▶ Action item: Exactly the lines from the one with "Place a pin on each instance of the metal" through the last line of the listing must be given again.
=====
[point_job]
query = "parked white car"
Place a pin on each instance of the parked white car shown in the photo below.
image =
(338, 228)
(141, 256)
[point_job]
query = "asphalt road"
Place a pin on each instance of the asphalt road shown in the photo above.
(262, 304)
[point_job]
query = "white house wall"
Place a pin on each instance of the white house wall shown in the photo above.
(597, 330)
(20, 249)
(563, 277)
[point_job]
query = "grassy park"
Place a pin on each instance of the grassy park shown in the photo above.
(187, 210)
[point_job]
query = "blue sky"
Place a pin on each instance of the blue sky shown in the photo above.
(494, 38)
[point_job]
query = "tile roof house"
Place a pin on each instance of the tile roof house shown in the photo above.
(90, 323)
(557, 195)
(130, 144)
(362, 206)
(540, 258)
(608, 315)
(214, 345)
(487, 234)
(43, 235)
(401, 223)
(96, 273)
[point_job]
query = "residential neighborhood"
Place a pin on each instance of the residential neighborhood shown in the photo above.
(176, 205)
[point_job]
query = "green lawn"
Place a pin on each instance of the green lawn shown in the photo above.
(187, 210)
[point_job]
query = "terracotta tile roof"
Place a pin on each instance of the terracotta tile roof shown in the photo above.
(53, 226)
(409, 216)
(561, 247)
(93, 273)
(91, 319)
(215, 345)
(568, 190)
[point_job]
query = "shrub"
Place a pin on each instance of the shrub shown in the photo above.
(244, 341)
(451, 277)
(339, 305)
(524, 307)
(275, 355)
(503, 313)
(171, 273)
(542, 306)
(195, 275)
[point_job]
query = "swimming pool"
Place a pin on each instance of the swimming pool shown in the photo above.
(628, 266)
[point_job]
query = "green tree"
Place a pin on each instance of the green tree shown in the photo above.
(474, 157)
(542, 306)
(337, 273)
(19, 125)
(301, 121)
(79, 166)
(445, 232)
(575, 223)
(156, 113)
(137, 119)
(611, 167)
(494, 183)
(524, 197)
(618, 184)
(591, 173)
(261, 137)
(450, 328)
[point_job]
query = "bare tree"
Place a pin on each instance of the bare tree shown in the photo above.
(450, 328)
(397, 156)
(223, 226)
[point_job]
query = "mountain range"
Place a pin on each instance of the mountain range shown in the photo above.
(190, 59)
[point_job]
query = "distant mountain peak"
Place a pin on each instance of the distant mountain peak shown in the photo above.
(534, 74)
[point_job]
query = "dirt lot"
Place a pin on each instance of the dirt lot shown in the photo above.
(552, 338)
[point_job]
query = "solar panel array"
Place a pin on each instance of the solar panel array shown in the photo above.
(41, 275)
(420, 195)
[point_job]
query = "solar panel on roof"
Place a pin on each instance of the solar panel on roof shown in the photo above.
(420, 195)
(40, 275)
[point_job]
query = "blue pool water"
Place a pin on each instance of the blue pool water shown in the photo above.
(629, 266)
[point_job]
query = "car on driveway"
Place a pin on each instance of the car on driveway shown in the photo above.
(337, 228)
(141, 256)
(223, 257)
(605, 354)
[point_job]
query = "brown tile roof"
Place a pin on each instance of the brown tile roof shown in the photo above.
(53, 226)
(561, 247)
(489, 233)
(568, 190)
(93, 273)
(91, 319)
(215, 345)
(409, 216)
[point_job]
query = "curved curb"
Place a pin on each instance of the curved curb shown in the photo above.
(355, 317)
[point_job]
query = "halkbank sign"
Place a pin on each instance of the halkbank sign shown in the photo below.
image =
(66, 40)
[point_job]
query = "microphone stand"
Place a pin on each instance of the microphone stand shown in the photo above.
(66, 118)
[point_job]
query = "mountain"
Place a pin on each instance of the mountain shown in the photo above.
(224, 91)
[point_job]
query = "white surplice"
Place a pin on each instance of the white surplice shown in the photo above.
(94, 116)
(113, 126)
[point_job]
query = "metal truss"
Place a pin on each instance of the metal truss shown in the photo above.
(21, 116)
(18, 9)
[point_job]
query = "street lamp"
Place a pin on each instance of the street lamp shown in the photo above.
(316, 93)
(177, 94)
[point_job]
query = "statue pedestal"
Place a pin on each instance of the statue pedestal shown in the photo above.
=====
▶ Written answer:
Place a pin on each instance of the metal truss shown in the photo above.
(21, 116)
(18, 9)
[point_job]
query = "street lamp"
Place a pin on each instance of the street lamp shown in the photo above.
(316, 93)
(177, 94)
[point_job]
query = "statue pedestal"
Place a pin on each instance of the statue pedestal shown in the photo above.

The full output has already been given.